THE REQUEST: Return every one of the entries below word for word, without changing anything.
>> start
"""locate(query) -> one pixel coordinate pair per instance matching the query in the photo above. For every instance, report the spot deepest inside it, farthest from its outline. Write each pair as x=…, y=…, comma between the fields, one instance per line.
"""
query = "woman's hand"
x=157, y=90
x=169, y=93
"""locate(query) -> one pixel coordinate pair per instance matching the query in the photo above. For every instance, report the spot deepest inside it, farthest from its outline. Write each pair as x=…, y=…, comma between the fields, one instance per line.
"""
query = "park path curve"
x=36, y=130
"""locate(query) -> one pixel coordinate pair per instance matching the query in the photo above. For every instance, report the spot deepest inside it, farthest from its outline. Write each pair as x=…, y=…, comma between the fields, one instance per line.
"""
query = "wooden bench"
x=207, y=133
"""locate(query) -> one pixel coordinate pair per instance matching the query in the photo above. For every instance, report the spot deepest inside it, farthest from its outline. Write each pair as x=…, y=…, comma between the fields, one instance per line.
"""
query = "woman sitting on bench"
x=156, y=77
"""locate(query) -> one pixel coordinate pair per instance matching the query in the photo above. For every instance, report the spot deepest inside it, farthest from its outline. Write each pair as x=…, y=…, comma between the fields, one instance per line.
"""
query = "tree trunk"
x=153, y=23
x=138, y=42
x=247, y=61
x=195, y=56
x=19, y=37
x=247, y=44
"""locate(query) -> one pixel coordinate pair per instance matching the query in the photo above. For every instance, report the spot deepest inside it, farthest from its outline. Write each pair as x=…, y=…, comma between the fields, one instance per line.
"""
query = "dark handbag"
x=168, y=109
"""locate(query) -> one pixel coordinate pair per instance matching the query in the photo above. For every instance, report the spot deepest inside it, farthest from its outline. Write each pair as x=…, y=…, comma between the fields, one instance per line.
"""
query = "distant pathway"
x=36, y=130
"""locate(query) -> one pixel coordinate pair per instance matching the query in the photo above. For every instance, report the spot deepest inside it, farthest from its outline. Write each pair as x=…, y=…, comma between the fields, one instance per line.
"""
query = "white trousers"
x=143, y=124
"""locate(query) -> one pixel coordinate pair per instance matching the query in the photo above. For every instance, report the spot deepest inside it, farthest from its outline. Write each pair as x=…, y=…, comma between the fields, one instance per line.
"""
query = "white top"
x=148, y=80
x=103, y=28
>> end
EXERCISE RESPONSE:
"""locate(query) -> one pixel coordinate pair per instance matching the query in the photo above. For every instance, report the spot deepest inside it, farthest from its outline. Write each pair as x=…, y=…, comma between the fields, one instance per line.
"""
query = "woman's hand"
x=157, y=90
x=169, y=93
"""locate(query) -> one pixel coordinate pair per instance matching the query in the photo above. For every instance, report the spot deepest inside it, farthest from its outline. Write each pair as x=…, y=…, comma between the fields, one instance per line.
"""
query = "park path curve"
x=36, y=130
"""locate(query) -> one pixel coordinate pair per instance matching the query in the photo above. For every instance, report the spot deepest inside it, farthest from its outline. Write each pair as x=…, y=…, comma between the fields, one instance per line.
"""
query = "wooden bench"
x=207, y=133
"""locate(query) -> one pixel coordinate pair per instance matching the query in the photo above. For every instance, report the spot deepest inside it, farthest from its outline. Write each pair as x=…, y=…, comma between the fields, one instance per line.
"""
query = "woman sitting on bench"
x=156, y=77
"""locate(query) -> one pixel coordinate pair per instance matching the query in the photo above. For every instance, report the spot deepest inside it, farthest from its outline. Write each pair as x=…, y=…, comma between the fields, one instance per line.
"""
query = "tree trunk"
x=153, y=23
x=138, y=42
x=247, y=61
x=195, y=56
x=19, y=37
x=247, y=44
"""locate(query) -> one pixel coordinate pair per instance matching the query in the photo above. For every instance, report the spot deepest inside it, farthest from its outline. Write each pair as x=…, y=…, comma between the fields, one instance per line.
"""
query = "dark handbag"
x=168, y=109
"""locate(query) -> one pixel coordinate pair per instance matching the query in the photo above. For every instance, report the spot deepest inside it, farthest from its outline. Write each pair as x=…, y=…, comma between the fields, one instance per line.
"""
query = "distant pathway"
x=36, y=130
"""locate(query) -> one pixel coordinate pair per instance matching the query in the photo above. For every instance, report the spot deepest inside it, farthest from its outline. Write each pair as x=…, y=…, comma between the fields, one instance per line.
"""
query = "white trousers"
x=143, y=124
"""locate(query) -> one pixel coordinate pair per instance matching the query in the photo above. For every instance, report the spot deepest inside it, farthest from its outline. Write each pair as x=…, y=…, comma between the fields, one instance per line.
"""
query = "white top"
x=148, y=80
x=103, y=28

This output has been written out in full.